▶ _Texte fourni_:
----------
La qualité de l’ingénierie n’est pas nécessairement la priorité des organisations.
Mais bâtir une qualité d’entreprise peut devenir un avantage concurrentiel.
C’est la question à laquelle nous avons répondu lors de notre dernière table ronde «La qualité, nouveau défi stratégique pour les organisations?»
Je remercie les participants pour leur participation et contribution :
- Arnaud Dutrillaux, QA Lead chez Synthesio
- Iman Benlekehal, spécialiste en Assurance Qualité Logicielle
- Johann Gaggero, Head of Omnichannel QA chez LVMH
Nous avons partagé nos expériences pour répondre à différentes questions :
- Comment intégrer la proposition de valeur de la qualité ?
- Qu’est-ce que la qualité peut apporter à l’organisation dans sa globalité ?
- Quelles capabilities pour une qualité logicielle d’entreprise ?
- Vers quelles métriques les organisations doivent-elles évoluer ?
- Quelles pratiques pour développer des capabilities de qualité d’entreprise ?
- Comment faire évoluer la maturité de l’organisation ?
- Comment la “QA” peut-elle éviter d’être un autre silo ?
----------
▶ _Données présentées_:
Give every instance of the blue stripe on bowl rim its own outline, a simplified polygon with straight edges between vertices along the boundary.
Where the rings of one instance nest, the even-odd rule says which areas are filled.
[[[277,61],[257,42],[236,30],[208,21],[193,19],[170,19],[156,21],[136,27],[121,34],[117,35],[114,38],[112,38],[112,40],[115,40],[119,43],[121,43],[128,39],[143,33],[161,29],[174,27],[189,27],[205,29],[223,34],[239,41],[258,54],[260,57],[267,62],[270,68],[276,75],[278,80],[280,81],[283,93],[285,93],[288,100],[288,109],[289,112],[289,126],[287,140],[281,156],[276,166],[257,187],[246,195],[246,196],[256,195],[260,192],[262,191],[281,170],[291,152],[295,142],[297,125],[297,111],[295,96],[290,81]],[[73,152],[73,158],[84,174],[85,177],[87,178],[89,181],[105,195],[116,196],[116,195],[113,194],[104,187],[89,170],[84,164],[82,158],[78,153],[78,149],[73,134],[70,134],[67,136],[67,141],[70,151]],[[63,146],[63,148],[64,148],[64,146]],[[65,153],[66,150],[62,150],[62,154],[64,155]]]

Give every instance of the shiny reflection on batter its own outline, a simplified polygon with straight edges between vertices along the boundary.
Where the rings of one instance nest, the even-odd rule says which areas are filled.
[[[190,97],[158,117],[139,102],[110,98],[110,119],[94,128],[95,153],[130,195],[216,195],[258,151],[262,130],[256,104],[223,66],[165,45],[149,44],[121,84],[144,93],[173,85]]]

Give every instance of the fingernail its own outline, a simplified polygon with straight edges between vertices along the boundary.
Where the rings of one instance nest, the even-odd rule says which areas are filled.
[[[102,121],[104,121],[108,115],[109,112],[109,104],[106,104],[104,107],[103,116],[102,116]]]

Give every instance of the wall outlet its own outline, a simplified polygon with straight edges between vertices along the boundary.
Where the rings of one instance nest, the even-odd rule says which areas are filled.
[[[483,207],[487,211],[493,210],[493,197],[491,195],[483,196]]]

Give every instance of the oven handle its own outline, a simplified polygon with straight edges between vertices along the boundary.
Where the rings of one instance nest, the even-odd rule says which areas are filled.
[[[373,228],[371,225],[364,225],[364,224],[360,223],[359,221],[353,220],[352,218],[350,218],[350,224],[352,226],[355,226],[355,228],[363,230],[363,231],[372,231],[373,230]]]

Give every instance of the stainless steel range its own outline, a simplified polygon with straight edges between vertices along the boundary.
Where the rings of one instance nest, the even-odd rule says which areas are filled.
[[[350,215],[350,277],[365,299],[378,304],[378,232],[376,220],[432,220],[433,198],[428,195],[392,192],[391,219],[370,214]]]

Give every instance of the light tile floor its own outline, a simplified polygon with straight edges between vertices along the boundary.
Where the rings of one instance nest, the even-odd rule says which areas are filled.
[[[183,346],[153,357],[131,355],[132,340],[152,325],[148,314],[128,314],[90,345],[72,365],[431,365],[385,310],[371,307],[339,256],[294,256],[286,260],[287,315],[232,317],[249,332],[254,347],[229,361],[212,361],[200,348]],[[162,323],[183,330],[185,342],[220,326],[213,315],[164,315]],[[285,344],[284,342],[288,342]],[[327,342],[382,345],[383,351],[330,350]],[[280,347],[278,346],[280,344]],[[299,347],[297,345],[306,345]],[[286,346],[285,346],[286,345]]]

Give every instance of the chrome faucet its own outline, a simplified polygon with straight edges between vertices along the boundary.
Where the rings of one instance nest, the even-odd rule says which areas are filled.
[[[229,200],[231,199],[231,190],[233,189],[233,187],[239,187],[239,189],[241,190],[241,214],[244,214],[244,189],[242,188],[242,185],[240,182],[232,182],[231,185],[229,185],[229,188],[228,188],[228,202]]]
----------
▶ _Travail à faire_:
Dans le texte sur la table ronde consacrée à la qualité, relevez toutes les questions abordées par les participants pour partager leurs expériences.

▶ _Solution rédigée_:
- Comment intégrer la proposition de valeur de la qualité ?
- Qu’est-ce que la qualité peut apporter à l’organisation dans sa globalité ?
- Quelles capabilities pour une qualité logicielle d’entreprise ?
- Vers quelles métriques les organisations doivent-elles évoluer ?
- Quelles pratiques pour développer des capabilities de qualité d’entreprise ?
- Comment faire évoluer la maturité de l’organisation ?
- Comment la “QA” peut-elle éviter d’être un autre silo ?